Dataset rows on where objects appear
▬▬▬
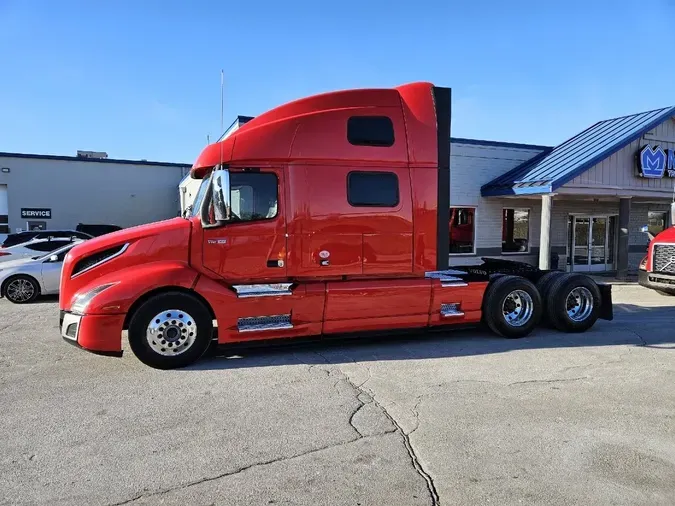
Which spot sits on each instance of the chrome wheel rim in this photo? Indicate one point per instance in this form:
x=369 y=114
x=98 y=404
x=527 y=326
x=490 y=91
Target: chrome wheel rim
x=579 y=304
x=517 y=308
x=20 y=290
x=171 y=332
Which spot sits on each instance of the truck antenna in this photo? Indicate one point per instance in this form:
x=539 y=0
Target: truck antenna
x=222 y=100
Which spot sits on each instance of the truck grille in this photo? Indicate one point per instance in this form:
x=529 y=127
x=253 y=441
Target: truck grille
x=664 y=258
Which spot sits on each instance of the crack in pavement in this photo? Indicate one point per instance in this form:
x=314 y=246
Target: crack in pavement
x=643 y=342
x=232 y=473
x=560 y=380
x=431 y=487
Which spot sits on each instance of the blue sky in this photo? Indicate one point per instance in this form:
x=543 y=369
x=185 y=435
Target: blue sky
x=141 y=79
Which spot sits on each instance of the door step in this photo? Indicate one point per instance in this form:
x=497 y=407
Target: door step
x=263 y=290
x=449 y=310
x=260 y=323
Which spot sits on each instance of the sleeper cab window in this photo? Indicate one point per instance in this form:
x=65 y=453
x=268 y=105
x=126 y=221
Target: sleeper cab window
x=515 y=230
x=372 y=189
x=375 y=131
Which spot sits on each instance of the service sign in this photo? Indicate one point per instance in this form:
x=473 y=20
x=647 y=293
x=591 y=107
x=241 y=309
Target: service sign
x=35 y=212
x=656 y=162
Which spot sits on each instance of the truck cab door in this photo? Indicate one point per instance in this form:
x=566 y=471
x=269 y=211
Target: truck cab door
x=252 y=245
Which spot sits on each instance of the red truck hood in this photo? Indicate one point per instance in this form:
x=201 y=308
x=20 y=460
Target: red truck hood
x=131 y=234
x=164 y=241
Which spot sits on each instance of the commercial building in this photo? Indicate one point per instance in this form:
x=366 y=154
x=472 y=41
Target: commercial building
x=578 y=206
x=586 y=199
x=46 y=191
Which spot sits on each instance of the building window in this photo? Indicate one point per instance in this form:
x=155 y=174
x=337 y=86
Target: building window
x=372 y=189
x=462 y=230
x=370 y=131
x=515 y=230
x=657 y=222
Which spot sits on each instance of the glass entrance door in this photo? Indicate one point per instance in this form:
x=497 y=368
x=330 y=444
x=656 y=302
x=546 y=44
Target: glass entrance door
x=593 y=243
▬▬▬
*WHAT NEEDS TO BE DONE*: Output all of the entries verbatim, leaving out any images.

*WRITTEN RESPONSE*:
Which spot sits on each instance of the chrome wheel rim in this photo? Indicate one point per instance in this form:
x=369 y=114
x=98 y=404
x=527 y=326
x=490 y=91
Target: chrome wheel rim
x=579 y=304
x=517 y=308
x=20 y=290
x=171 y=332
Which spot sits on each instance of the truck antenna in this photo? Indicate one point per instance in this form:
x=539 y=0
Target: truck antenna
x=222 y=100
Which spot sits on each instance of the truck grille in this photo? Indicate one point per instance in this form:
x=529 y=127
x=253 y=441
Target: truck grille
x=664 y=258
Which spot sits on each instance of the crack in pavement in this photo? Indicate one point per instance in this form:
x=314 y=246
Target: crack in pavement
x=643 y=342
x=232 y=473
x=560 y=380
x=431 y=487
Which spot sits on each instance of the blue sky in this photo? Indicate one point per instance in this form:
x=543 y=369
x=185 y=435
Target: blue sky
x=141 y=79
Which spot sits on each instance of the door step in this photo? Indicate one point per instance in this form:
x=497 y=407
Target: door step
x=263 y=290
x=449 y=310
x=260 y=323
Which spot sits on each instance of the sleeper cab window in this photo? Indicate one point per instance in this form:
x=65 y=453
x=268 y=105
x=126 y=221
Target: sleeper cab window
x=515 y=230
x=372 y=189
x=375 y=131
Which spot sits on each instance of the service sign in this photo? Indicate one point per instance in this form:
x=473 y=20
x=647 y=293
x=591 y=107
x=241 y=309
Target: service sign
x=35 y=212
x=656 y=162
Which spot sits on each instance of the truck cab door in this photo? Indicate one point per instance in this form:
x=566 y=471
x=269 y=211
Target: truck cab door
x=252 y=245
Which spot sits on each instance of the red truck hood in this photo? Indicate one point per instance in this form:
x=201 y=308
x=20 y=460
Target: red truck hood
x=131 y=234
x=164 y=241
Which spot sits on each instance of the commercial building in this photo? Indicate one point per instance in this form:
x=366 y=154
x=472 y=41
Target: commercial building
x=578 y=206
x=586 y=199
x=46 y=191
Which spot sits on each instance of the building window in this photo? Indicate one point per instance in this form:
x=155 y=174
x=337 y=86
Target: building window
x=372 y=189
x=462 y=230
x=370 y=131
x=515 y=230
x=657 y=222
Which spot sits on each instance of the glass entrance door in this photo? Indicate one point per instance in this form:
x=497 y=368
x=330 y=444
x=656 y=302
x=546 y=44
Target: glass entrance door
x=593 y=243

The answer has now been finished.